* EXCERPTED TEXT *
AI coding tools are everywhere. So what’s the approach that software engineers should be taking to get the most use out of them?
GitHub CEO Thomas Dohmke explained what he believes is the “key for winning” in this arena during an episode of “The MAD Podcast with Matt Turck” released Thursday.
“I think the key for winning is to have a continuum where you can have an agent write code for you and submit a pull request, but then if you as a developer see that code and you want to make three quick changes, you’ve got to be able to take that onto a local machine and just make those changes,” Dohmke said.
The worst alternative, he said, is where a developer would be “trying to figure out how do I provide now feedback or prompt to describe in natural language where I already know how to do it in programming language.”
Such a situation would be “basically replacing something that I can do in 3 seconds with something that might potentially take 3 minutes or even longer and that’s obviously not more productivity, that’s less productivity,” Dohmke said.

* RECORDS SHOWN *
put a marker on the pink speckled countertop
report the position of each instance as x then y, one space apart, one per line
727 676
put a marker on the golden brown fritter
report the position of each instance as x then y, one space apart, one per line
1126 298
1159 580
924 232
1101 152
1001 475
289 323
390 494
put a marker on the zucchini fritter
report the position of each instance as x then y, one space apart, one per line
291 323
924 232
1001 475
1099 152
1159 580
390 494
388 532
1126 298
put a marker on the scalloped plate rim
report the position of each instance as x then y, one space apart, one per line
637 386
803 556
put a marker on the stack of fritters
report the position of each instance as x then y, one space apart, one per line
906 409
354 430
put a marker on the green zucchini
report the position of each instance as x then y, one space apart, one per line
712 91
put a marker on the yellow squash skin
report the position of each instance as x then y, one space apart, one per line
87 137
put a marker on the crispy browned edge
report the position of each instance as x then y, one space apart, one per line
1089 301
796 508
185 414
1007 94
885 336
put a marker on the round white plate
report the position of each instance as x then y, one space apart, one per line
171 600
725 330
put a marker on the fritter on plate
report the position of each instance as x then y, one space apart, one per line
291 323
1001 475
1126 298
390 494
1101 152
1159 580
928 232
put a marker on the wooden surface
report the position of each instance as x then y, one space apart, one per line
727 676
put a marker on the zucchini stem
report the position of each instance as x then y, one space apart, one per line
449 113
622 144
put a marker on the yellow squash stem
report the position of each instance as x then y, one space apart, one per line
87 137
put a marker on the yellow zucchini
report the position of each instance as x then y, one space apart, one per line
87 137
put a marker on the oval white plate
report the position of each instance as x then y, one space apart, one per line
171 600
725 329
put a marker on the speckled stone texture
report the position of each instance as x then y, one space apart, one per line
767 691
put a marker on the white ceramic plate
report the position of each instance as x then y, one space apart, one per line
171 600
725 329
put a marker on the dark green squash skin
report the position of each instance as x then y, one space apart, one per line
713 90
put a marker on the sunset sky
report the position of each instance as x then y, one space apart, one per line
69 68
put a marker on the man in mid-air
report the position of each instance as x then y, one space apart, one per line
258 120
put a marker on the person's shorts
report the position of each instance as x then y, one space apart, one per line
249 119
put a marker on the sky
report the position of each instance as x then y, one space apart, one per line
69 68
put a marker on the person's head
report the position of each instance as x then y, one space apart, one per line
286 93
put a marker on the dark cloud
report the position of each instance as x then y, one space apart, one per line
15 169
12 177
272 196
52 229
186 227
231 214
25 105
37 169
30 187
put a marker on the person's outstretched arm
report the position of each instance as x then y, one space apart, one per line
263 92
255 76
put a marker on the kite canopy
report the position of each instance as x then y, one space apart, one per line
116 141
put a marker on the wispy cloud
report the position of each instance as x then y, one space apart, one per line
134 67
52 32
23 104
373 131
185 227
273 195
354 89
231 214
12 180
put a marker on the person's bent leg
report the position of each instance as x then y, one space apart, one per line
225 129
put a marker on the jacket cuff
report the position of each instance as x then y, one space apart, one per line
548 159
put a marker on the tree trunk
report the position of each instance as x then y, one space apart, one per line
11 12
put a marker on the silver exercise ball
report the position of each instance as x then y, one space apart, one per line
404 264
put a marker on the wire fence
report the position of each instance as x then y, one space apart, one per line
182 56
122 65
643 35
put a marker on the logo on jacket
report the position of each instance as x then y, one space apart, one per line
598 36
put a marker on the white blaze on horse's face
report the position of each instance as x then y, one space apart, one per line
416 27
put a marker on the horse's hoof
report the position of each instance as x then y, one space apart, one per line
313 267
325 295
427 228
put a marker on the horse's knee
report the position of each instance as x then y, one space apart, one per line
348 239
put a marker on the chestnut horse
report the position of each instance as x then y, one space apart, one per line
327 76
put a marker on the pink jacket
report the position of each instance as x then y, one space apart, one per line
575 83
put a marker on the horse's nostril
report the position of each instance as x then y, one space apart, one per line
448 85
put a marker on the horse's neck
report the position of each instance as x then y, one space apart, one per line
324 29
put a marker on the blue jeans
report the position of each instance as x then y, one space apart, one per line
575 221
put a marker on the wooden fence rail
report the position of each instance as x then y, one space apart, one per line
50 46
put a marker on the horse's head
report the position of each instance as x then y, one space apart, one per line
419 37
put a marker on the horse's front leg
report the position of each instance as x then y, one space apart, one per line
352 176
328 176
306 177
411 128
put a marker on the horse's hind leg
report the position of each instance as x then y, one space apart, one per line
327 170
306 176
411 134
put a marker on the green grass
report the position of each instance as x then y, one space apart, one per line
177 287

* PROBLEM 1 *
In the text above on AI coding tools, why does Dohmke call it the worst alternative for a developer to describe a change to an agent in natural language? Answer in one to three sentences.
* PROBLEM 2 *
Carry on the text about the GitHub CEO's views on AI coding tools, starting after its last sentence.

* TASK OUTPUT 1 *
Dohmke says the developer already knows how to make the change in programming language. Prompting would replace something done in 3 seconds with something that might take 3 minutes or longer. That is less productivity, not more.

* TASK OUTPUT 2 *
In other words, software developers should be able to augment code generated by AI tools on the fly instead of wasting valuable time directing the AI to make such a change.
“Enabling developers to move between those categories and being able to pick the agent that provides the best ROI or do it themselves, I think that’s the key for winning in the next few years,” he concluded.
During a recent Q&A session at startup campus Station F at VivaTech in Paris, Dohmke also talked about the buzzy “vibe coding” phenomenon.
OpenAI cofounder Andrej Karpathy coined the term earlier this year to describe heavily leaning on AI tools to write code for you, allowing you to “fully give in to the vibes” and “forget the code even exists,” in his words.
Dohmke said in the Q&A that he doesn’t think startups can run on vibe coding alone.
A “non-technical founder will find it difficult to build a startup at scale without developers,” he said, noting they “can’t build a complex system to justify the next round.”
“The value of your startup isn’t defined by what you can develop using cheap measures,” Dohmke said.